**Passage**
** begin **
Corner weight system
#16
Tech Adept
iTrader: (10)
This site is pretty awesome if you are just using four $10 Harbor Freight scales like I am.
http://robrobinette.com/corner_weight_calc.htm
http://robrobinette.com/corner_weight_calc.htm
#17
This site is pretty awesome if you are just using four $10 Harbor Freight scales like I am.
http://robrobinette.com/corner_weight_calc.htm
http://robrobinette.com/corner_weight_calc.htm
#18
Tech Elite
iTrader: (22)
The first thing I do is check chassis tweek. If the chassis is twisted, and you can't get it out, and it's the middle of a race day, it's not the end of the world. But the car is never going to be as "right" (which means it's easier to work on) than it will if you got it square to begin with.
You can check chassis tweek by setting the car on setup blocks, on the screws where the front and rear suspension mounts pass through, and then see if the car lies dead flat or "rocks". If it rocks, it's not square and you need to try and get it straight before you move further forward.
In order to untweek it, you are going to need some tools. You can buy something to untweek the car that's really fancy like this:
http://www.redrc.net/2014/06/zen-rac...is-tweak-tool/
Or, you can home brew something. My "home" rig is a piece of 1" x 2 1/2" x by 13" billet aluminum remnant stock I got from a local industrial stainless and aluminum company and the biggest anodized aluminum knitting needle you can find at Hobby Lobby.
(This space reserved for a picture of my $7 setup when photobucket stops being a grump)
At the track, I just use my setup board and the knitting needle because I don't want to haul around this block and my Marc Reinhart setup board is already pretty robust.
At the track, I check it on setup blocks between rounds.
My standard setup regimine is:
- Check/fix chassis tweek
- Set droop (I usually use 20mm blocks and an off-road 20-30mm ride height block, but can use a steel rule and my eyes)
- Put race tires back on in their appropriate wheel positions (I mark my tires in sets, never seperate them and never rotate them) and set the ride height.
- Check cambers and toe, recheck/set ride height.
- Put the car on the scales and see what the L/R, F/R, and split weights look like. There is a way to get the car unwedged/us tweeked without scales using an exacto knife. If you KNOW the car is 50/50 left and right, you can pick up one end with the exacto knife and see which tire comes up first.
- The way you adjustment you make to fix it is remove a small amount of preload the shock DIAGONAL on the chassis to the heavy tire, and add the same amount to the DIAGONAL tire that is light. That way, the ride height isn't disturbed, but you fix the split on the other axle.
** end **
**Goal A**
Rewrite the corner weight thread from "In order to" to "being a grump)", putting "steel dowel" in place of "knitting needle".
**Goal B**
According to the corner weight thread, which weight readings should you look at once the car is on the scales?
The material after the corner weight thread comes from a separate source.

**Source excerpt**
** begin **
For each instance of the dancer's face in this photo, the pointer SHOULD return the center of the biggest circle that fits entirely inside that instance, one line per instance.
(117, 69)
** end **
**Complete output A**
In order to untweek it, you are going to need some tools. You can buy something to untweek the car that's really fancy like this:
http://www.redrc.net/2014/06/zen-rac...is-tweak-tool/
Or, you can home brew something. My "home" rig is a piece of 1" x 2 1/2" x by 13" billet aluminum remnant stock I got from a local industrial stainless and aluminum company and the biggest anodized aluminum steel dowel you can find at Hobby Lobby.
(This space reserved for a picture of my $7 setup when photobucket stops being a grump)

**Complete output B**
The L/R weights, the F/R weights, and the split weights.